======== EXERCISE DATA ========

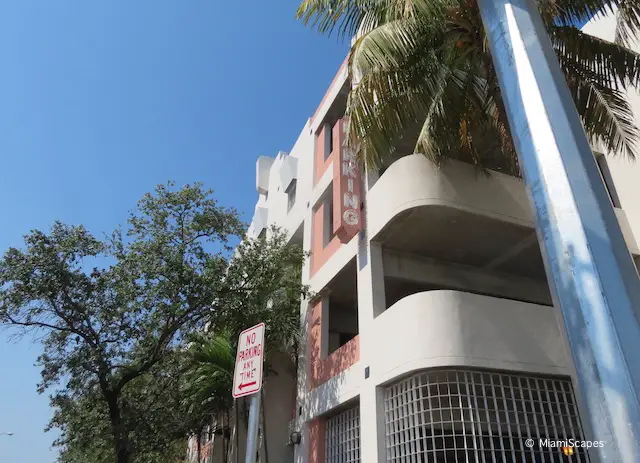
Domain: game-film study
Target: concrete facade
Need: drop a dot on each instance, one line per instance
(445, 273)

========
======== EXERCISE DATA ========

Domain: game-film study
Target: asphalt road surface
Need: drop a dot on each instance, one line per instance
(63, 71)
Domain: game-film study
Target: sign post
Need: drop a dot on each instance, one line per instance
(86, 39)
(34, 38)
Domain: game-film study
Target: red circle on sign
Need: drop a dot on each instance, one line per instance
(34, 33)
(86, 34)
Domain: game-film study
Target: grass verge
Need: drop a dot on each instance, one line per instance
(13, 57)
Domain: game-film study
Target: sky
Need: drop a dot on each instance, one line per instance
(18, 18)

========

## STATED GOAL:
Pull out every line in the rows above that contains the string "Target".

## RESPONSE TO THE EXERCISE:
Target: concrete facade
Target: asphalt road surface
Target: sign post
Target: red circle on sign
Target: grass verge
Target: sky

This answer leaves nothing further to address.